== Listed records ==
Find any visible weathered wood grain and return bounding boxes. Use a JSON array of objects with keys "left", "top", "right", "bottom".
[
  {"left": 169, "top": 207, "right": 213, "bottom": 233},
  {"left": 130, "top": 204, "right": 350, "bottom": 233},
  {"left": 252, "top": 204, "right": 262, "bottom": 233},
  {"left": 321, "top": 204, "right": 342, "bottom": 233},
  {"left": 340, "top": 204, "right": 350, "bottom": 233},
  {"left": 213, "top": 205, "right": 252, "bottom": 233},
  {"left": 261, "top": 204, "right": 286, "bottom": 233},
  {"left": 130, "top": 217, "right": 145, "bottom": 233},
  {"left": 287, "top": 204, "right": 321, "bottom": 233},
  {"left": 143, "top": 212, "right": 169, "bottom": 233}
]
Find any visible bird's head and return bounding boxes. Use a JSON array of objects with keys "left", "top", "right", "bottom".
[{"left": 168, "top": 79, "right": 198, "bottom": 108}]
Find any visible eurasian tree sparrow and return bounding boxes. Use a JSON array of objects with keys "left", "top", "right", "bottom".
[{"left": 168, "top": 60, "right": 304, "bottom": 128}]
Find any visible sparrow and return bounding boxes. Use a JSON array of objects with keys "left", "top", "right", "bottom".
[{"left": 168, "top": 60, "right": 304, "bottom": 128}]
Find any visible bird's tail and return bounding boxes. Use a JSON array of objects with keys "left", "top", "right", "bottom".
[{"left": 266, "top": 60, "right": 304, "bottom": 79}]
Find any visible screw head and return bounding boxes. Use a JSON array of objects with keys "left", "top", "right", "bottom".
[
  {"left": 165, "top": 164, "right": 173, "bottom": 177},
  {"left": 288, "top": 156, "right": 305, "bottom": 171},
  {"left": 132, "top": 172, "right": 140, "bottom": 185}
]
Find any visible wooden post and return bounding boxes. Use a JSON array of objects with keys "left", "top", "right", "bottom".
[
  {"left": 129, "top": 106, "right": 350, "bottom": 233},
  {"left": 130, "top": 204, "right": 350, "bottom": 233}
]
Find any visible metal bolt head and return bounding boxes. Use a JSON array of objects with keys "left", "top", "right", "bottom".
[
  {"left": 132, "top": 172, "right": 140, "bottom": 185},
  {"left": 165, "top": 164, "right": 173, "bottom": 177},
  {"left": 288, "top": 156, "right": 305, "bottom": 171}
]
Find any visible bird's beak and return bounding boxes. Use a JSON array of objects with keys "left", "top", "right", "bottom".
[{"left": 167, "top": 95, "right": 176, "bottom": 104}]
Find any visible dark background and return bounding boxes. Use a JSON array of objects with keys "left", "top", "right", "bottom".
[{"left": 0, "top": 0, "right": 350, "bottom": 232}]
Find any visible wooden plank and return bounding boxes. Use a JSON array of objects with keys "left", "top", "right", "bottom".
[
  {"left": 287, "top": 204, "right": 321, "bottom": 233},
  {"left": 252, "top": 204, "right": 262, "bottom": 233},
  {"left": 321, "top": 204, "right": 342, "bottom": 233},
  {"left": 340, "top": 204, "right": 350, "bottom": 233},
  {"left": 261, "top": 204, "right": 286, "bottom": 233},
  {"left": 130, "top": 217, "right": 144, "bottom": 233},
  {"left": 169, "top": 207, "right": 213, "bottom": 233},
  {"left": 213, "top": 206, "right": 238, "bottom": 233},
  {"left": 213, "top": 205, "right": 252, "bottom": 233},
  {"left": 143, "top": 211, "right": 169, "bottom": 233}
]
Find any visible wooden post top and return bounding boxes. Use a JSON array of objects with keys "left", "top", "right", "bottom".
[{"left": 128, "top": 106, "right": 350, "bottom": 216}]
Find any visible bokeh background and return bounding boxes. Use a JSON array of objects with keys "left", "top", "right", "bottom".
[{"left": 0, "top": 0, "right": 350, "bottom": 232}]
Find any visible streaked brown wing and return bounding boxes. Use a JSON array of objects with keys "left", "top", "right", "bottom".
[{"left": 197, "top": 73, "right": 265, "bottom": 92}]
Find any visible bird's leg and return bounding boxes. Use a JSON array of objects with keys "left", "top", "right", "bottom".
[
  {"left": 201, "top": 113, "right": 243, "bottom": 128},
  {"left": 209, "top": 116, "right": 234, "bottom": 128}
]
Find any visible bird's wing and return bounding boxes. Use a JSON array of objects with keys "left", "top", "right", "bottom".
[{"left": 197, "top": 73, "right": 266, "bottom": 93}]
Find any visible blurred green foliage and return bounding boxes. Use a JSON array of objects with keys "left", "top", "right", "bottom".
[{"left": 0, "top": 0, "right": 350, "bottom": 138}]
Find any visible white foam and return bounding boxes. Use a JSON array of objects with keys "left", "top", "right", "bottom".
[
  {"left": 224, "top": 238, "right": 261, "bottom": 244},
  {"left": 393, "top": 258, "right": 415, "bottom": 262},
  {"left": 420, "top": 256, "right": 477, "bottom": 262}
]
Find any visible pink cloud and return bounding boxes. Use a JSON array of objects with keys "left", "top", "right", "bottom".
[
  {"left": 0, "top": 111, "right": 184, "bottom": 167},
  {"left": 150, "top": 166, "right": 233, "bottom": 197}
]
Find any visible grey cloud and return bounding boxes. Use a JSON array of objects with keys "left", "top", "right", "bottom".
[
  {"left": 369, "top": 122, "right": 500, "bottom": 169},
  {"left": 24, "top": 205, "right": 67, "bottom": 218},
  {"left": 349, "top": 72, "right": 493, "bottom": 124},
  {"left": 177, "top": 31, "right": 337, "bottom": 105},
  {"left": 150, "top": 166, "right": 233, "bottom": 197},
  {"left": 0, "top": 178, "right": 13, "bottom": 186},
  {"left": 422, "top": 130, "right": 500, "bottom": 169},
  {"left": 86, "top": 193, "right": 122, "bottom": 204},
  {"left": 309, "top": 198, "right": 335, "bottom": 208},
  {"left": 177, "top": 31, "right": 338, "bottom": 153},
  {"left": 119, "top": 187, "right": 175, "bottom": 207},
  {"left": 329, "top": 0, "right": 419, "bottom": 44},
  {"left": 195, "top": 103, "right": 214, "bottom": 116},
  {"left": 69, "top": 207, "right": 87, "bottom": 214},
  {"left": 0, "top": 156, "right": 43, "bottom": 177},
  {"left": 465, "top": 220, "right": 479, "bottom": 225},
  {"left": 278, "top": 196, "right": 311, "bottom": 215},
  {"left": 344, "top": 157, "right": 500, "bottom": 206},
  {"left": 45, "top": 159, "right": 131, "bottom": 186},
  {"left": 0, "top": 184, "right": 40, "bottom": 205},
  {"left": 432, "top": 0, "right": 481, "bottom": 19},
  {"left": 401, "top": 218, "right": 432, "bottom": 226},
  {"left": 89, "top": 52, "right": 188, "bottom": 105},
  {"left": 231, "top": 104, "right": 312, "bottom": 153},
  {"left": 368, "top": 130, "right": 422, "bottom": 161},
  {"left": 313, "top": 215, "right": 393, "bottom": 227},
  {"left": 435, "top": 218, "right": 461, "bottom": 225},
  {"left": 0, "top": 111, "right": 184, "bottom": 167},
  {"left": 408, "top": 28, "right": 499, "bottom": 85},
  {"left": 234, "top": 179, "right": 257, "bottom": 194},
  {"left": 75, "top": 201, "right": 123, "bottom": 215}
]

== Exercise brief ==
Print out the whole listing exactly as it appears.

== The answer ==
Find any visible weathered wood grain and return bounding boxes. Use a JSON array of objects with keys "left", "top", "right", "bottom".
[
  {"left": 169, "top": 207, "right": 213, "bottom": 233},
  {"left": 130, "top": 204, "right": 350, "bottom": 233},
  {"left": 252, "top": 204, "right": 262, "bottom": 233},
  {"left": 321, "top": 204, "right": 342, "bottom": 233},
  {"left": 340, "top": 204, "right": 350, "bottom": 233},
  {"left": 213, "top": 205, "right": 252, "bottom": 233},
  {"left": 261, "top": 204, "right": 286, "bottom": 233},
  {"left": 130, "top": 217, "right": 145, "bottom": 233},
  {"left": 287, "top": 204, "right": 321, "bottom": 233},
  {"left": 143, "top": 212, "right": 169, "bottom": 233}
]
Find any visible bird's head and return bounding boxes. Use a JSON array of objects with keys "left", "top", "right", "bottom".
[{"left": 168, "top": 79, "right": 198, "bottom": 108}]
Find any visible eurasian tree sparrow and return bounding boxes. Use a JSON array of objects with keys "left", "top", "right", "bottom".
[{"left": 168, "top": 60, "right": 304, "bottom": 128}]
Find any visible sparrow and return bounding boxes. Use a JSON array of objects with keys "left", "top", "right", "bottom".
[{"left": 168, "top": 60, "right": 304, "bottom": 128}]
Find any visible bird's tail and return bounding boxes. Use a JSON array of objects with keys "left", "top", "right", "bottom".
[{"left": 266, "top": 60, "right": 304, "bottom": 79}]
Find any visible screw head and return bounding boxes. Use a JSON array of objects with keys "left", "top", "right", "bottom".
[
  {"left": 165, "top": 164, "right": 173, "bottom": 177},
  {"left": 288, "top": 156, "right": 305, "bottom": 171},
  {"left": 132, "top": 172, "right": 140, "bottom": 185}
]
Find any visible wooden post and return bounding boxes. Use a JSON array of objects with keys "left", "top", "right", "bottom".
[
  {"left": 129, "top": 106, "right": 350, "bottom": 233},
  {"left": 130, "top": 204, "right": 350, "bottom": 233}
]
Find any visible metal bolt head and return bounding boxes. Use a JSON array of objects with keys "left", "top", "right", "bottom".
[
  {"left": 132, "top": 172, "right": 140, "bottom": 185},
  {"left": 165, "top": 164, "right": 173, "bottom": 177},
  {"left": 288, "top": 156, "right": 305, "bottom": 171}
]
Find any visible bird's beak and return bounding boxes. Use a JSON array of objects with keys "left", "top", "right", "bottom".
[{"left": 167, "top": 95, "right": 176, "bottom": 104}]
Find any visible dark background and return bounding boxes. Use a JSON array of objects with keys "left", "top", "right", "bottom".
[{"left": 0, "top": 0, "right": 350, "bottom": 232}]
Find any visible wooden plank and return bounding boxes. Use a JSON array of objects with keys "left", "top", "right", "bottom".
[
  {"left": 287, "top": 204, "right": 321, "bottom": 233},
  {"left": 252, "top": 204, "right": 262, "bottom": 233},
  {"left": 321, "top": 204, "right": 342, "bottom": 233},
  {"left": 340, "top": 204, "right": 350, "bottom": 233},
  {"left": 261, "top": 204, "right": 286, "bottom": 233},
  {"left": 130, "top": 217, "right": 144, "bottom": 233},
  {"left": 169, "top": 207, "right": 213, "bottom": 233},
  {"left": 213, "top": 206, "right": 238, "bottom": 233},
  {"left": 213, "top": 205, "right": 252, "bottom": 233},
  {"left": 143, "top": 211, "right": 169, "bottom": 233}
]
Find any visible wooden post top and return bounding boxes. Use a JSON array of objects with keys "left", "top", "right", "bottom".
[{"left": 128, "top": 106, "right": 350, "bottom": 216}]
Find any visible bokeh background and return bounding boxes. Use a JSON array of objects with keys "left", "top", "right", "bottom".
[{"left": 0, "top": 0, "right": 350, "bottom": 232}]
Find any visible streaked brown wing and return bounding boxes. Use a JSON array of objects with keys "left", "top", "right", "bottom".
[{"left": 197, "top": 73, "right": 265, "bottom": 92}]
Find any visible bird's leg and return bounding boxes. Use a JSON array of objects with keys "left", "top", "right", "bottom".
[
  {"left": 201, "top": 113, "right": 243, "bottom": 128},
  {"left": 209, "top": 116, "right": 234, "bottom": 128}
]
Find any visible bird's wing and return bounding boxes. Use a JSON array of objects with keys "left", "top", "right", "bottom".
[{"left": 197, "top": 73, "right": 266, "bottom": 93}]
Find any visible blurred green foliage and return bounding boxes. Use a JSON array of objects with keys "left", "top", "right", "bottom".
[{"left": 0, "top": 0, "right": 350, "bottom": 138}]
Find any visible white foam and return bounding boxes. Use a JSON array of objects with keys "left", "top", "right", "bottom".
[
  {"left": 224, "top": 238, "right": 261, "bottom": 244},
  {"left": 393, "top": 258, "right": 415, "bottom": 262},
  {"left": 420, "top": 256, "right": 477, "bottom": 262}
]
Find any visible pink cloud and return bounding boxes. Use a JSON array of objects with keys "left", "top", "right", "bottom".
[
  {"left": 0, "top": 111, "right": 184, "bottom": 167},
  {"left": 150, "top": 166, "right": 233, "bottom": 197}
]
Find any visible grey cloud and return bounding boxes. Use a JSON array of objects with keys "left", "top", "right", "bottom".
[
  {"left": 369, "top": 122, "right": 500, "bottom": 169},
  {"left": 24, "top": 205, "right": 67, "bottom": 218},
  {"left": 349, "top": 72, "right": 493, "bottom": 124},
  {"left": 177, "top": 31, "right": 337, "bottom": 105},
  {"left": 150, "top": 166, "right": 233, "bottom": 197},
  {"left": 0, "top": 178, "right": 13, "bottom": 186},
  {"left": 422, "top": 130, "right": 500, "bottom": 169},
  {"left": 86, "top": 193, "right": 122, "bottom": 204},
  {"left": 309, "top": 198, "right": 335, "bottom": 208},
  {"left": 177, "top": 31, "right": 338, "bottom": 153},
  {"left": 119, "top": 187, "right": 175, "bottom": 207},
  {"left": 329, "top": 0, "right": 419, "bottom": 44},
  {"left": 195, "top": 103, "right": 214, "bottom": 116},
  {"left": 69, "top": 207, "right": 87, "bottom": 214},
  {"left": 0, "top": 156, "right": 43, "bottom": 177},
  {"left": 465, "top": 220, "right": 479, "bottom": 225},
  {"left": 278, "top": 196, "right": 311, "bottom": 215},
  {"left": 344, "top": 157, "right": 500, "bottom": 206},
  {"left": 45, "top": 159, "right": 131, "bottom": 186},
  {"left": 0, "top": 184, "right": 40, "bottom": 205},
  {"left": 432, "top": 0, "right": 481, "bottom": 19},
  {"left": 401, "top": 218, "right": 432, "bottom": 226},
  {"left": 89, "top": 52, "right": 188, "bottom": 105},
  {"left": 231, "top": 104, "right": 312, "bottom": 153},
  {"left": 368, "top": 130, "right": 422, "bottom": 161},
  {"left": 313, "top": 215, "right": 393, "bottom": 227},
  {"left": 435, "top": 218, "right": 461, "bottom": 225},
  {"left": 0, "top": 111, "right": 184, "bottom": 167},
  {"left": 408, "top": 28, "right": 499, "bottom": 85},
  {"left": 234, "top": 179, "right": 257, "bottom": 194},
  {"left": 75, "top": 201, "right": 123, "bottom": 215}
]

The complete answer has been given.